# THE PROBLEM
Report every line below that contains the word "paved", copying each one in full.

# RECORDS FOR THIS TASK start

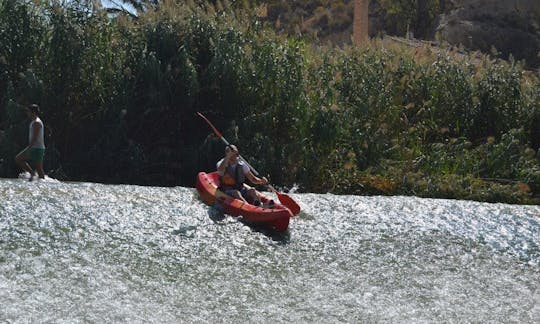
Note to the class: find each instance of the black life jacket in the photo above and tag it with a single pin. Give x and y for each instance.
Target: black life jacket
(233, 178)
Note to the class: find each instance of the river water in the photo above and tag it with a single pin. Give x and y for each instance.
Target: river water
(85, 252)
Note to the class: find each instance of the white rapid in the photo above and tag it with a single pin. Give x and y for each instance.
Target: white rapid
(85, 252)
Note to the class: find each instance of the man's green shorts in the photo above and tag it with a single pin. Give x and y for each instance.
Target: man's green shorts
(36, 155)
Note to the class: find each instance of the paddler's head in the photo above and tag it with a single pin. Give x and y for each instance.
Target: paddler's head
(231, 152)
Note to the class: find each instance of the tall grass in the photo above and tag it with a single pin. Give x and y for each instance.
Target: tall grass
(119, 96)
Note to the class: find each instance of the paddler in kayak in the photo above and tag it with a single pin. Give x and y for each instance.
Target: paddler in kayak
(233, 173)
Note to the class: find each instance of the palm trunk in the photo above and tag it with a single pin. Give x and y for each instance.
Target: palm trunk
(360, 24)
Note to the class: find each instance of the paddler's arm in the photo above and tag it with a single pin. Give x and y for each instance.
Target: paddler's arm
(222, 165)
(256, 180)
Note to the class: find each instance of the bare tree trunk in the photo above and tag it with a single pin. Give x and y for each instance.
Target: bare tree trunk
(360, 23)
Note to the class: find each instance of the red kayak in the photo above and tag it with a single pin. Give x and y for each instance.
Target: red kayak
(275, 217)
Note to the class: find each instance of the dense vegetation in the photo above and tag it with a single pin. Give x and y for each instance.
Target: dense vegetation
(119, 96)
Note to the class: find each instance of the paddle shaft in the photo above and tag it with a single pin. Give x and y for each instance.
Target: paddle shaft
(286, 200)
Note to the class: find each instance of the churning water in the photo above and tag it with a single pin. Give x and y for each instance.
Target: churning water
(84, 252)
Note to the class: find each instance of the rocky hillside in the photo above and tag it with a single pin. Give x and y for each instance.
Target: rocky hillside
(511, 27)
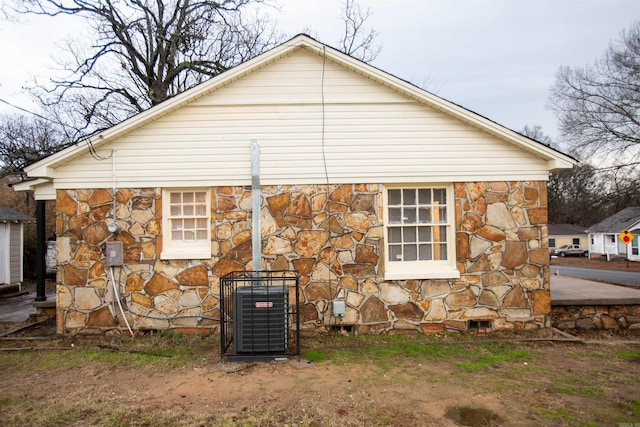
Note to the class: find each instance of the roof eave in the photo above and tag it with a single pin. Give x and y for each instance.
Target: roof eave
(556, 161)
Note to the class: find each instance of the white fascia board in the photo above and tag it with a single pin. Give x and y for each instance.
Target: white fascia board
(556, 160)
(46, 166)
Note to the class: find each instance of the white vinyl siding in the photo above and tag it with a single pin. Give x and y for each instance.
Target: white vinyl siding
(369, 133)
(186, 224)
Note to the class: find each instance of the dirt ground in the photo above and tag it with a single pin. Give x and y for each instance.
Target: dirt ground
(597, 263)
(532, 379)
(503, 379)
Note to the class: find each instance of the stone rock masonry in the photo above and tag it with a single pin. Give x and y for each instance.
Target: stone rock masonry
(333, 239)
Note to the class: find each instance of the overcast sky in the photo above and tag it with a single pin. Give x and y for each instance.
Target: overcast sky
(497, 58)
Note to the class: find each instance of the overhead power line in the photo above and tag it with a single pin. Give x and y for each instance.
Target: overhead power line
(29, 112)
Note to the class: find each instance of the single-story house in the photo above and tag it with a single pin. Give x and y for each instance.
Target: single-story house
(603, 236)
(567, 234)
(414, 212)
(12, 246)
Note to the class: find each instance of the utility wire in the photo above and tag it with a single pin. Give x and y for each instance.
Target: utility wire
(30, 112)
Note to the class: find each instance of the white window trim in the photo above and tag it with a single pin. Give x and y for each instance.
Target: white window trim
(183, 250)
(407, 270)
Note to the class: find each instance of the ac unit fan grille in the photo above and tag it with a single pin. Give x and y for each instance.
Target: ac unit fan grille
(261, 319)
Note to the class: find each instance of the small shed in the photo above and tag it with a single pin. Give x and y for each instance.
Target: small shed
(567, 234)
(12, 245)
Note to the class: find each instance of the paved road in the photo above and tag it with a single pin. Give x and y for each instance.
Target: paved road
(618, 277)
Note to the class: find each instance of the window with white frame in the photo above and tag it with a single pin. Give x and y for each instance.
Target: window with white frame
(419, 233)
(186, 224)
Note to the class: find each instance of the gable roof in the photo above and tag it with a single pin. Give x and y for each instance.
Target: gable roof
(618, 222)
(566, 229)
(45, 168)
(7, 214)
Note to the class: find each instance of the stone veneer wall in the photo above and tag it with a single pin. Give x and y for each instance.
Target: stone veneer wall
(596, 317)
(333, 239)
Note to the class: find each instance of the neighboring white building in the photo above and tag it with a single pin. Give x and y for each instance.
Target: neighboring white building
(567, 234)
(12, 246)
(603, 236)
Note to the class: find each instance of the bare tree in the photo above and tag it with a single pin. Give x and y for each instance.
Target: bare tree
(24, 140)
(358, 41)
(535, 132)
(145, 51)
(599, 105)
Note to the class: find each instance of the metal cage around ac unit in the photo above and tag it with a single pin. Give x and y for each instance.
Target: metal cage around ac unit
(259, 315)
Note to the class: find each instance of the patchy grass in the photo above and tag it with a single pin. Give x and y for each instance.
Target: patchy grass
(170, 380)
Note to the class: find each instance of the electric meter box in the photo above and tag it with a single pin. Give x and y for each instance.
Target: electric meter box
(114, 254)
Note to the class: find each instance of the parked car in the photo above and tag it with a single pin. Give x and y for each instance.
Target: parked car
(570, 250)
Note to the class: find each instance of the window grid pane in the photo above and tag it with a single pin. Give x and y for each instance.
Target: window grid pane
(188, 216)
(417, 226)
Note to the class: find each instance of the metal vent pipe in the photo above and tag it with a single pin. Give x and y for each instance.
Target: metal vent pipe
(256, 239)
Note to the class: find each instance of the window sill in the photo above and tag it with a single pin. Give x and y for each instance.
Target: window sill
(422, 272)
(185, 253)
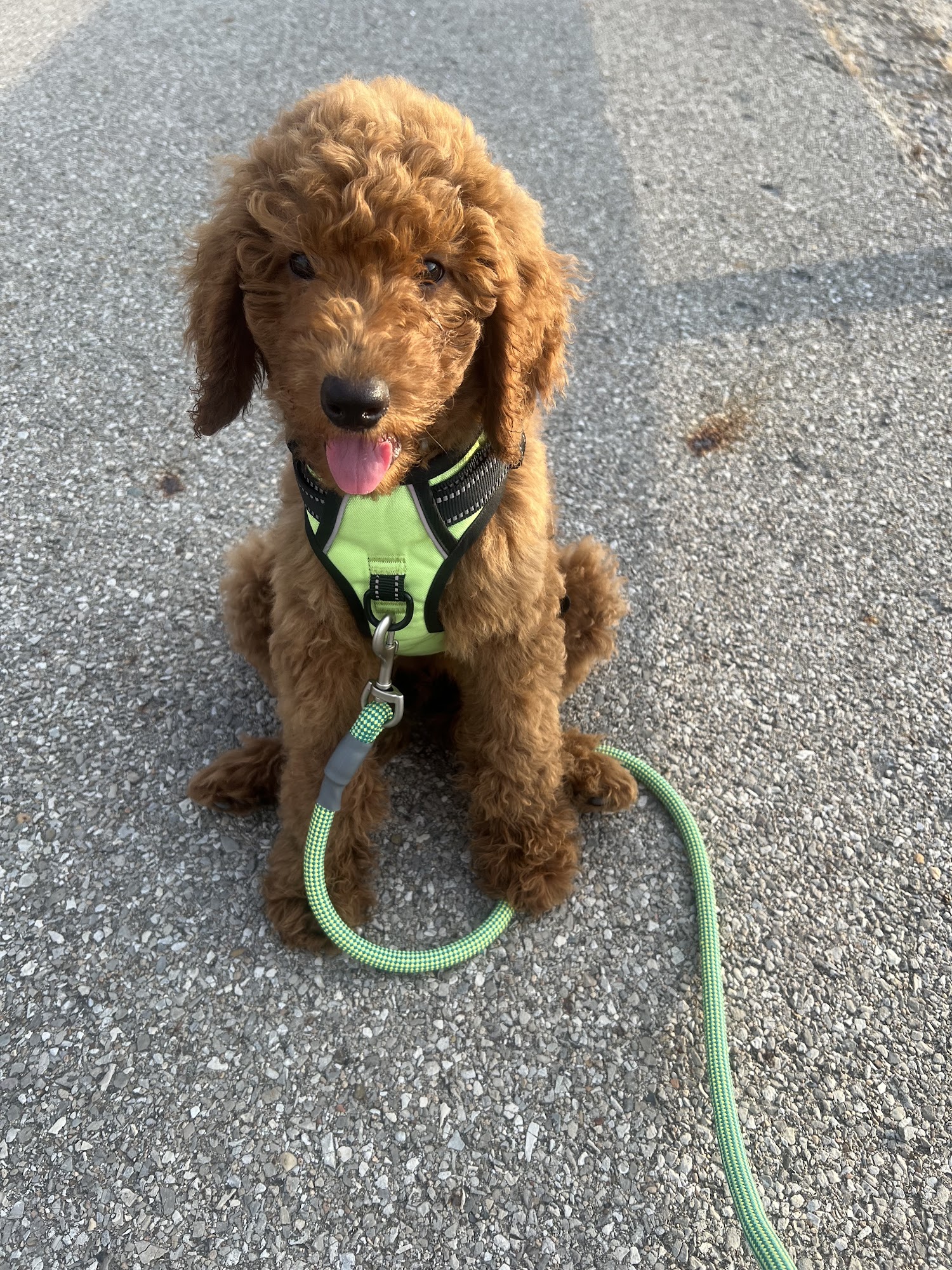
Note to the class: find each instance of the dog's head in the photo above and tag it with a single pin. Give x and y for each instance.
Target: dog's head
(385, 280)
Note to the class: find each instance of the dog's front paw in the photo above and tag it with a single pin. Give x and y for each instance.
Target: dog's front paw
(530, 866)
(596, 782)
(293, 919)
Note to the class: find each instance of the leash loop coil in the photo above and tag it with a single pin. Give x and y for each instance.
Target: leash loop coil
(375, 717)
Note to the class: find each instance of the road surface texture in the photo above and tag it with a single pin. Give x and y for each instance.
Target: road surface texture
(760, 424)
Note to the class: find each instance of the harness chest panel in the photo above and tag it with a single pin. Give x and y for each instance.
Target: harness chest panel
(395, 553)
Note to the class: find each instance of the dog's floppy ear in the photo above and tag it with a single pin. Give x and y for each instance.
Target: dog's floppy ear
(525, 337)
(227, 358)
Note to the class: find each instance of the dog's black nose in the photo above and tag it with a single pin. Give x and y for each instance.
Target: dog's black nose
(355, 403)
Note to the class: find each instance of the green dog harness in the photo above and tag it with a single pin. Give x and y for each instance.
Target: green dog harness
(393, 554)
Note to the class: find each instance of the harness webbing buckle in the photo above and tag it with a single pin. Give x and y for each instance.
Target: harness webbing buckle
(385, 648)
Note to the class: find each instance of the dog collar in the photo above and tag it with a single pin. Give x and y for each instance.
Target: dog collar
(395, 553)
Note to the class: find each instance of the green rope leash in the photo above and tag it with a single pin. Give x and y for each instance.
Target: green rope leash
(764, 1240)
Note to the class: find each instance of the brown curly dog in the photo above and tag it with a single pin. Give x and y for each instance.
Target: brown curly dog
(369, 239)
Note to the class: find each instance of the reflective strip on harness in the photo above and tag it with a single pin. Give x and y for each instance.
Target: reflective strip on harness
(395, 553)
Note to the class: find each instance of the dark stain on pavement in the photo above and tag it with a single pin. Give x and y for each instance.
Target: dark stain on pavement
(720, 429)
(171, 485)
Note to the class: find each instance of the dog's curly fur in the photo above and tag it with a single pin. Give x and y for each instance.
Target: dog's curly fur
(367, 181)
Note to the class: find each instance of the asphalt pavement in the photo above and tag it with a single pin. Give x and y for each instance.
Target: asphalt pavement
(758, 422)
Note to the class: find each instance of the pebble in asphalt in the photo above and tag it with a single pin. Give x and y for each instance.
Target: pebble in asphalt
(758, 421)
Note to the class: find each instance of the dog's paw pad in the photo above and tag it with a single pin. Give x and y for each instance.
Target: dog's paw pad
(598, 783)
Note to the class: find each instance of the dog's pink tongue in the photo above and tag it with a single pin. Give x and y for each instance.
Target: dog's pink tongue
(357, 464)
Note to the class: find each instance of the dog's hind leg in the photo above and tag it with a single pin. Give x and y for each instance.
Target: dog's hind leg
(596, 608)
(249, 599)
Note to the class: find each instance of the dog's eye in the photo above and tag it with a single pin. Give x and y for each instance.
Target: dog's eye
(432, 272)
(300, 266)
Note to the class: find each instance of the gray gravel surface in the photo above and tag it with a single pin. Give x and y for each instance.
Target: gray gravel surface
(758, 421)
(902, 55)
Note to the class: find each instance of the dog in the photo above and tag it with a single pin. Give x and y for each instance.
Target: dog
(392, 290)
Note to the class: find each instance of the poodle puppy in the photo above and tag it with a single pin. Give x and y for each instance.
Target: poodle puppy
(392, 291)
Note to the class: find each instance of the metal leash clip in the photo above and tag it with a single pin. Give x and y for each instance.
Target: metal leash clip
(385, 647)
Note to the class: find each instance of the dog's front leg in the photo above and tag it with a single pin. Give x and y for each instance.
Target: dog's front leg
(318, 703)
(510, 737)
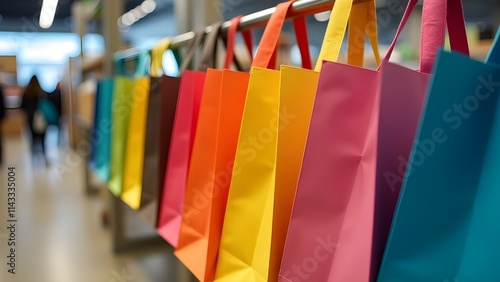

# RECORDS FOR THIS TASK end

# CORRECT RESPONSE
Note to the class: find each instance of the paved road in the photo above and tag it with a single pin. Give x and y for each instance.
Target: paved road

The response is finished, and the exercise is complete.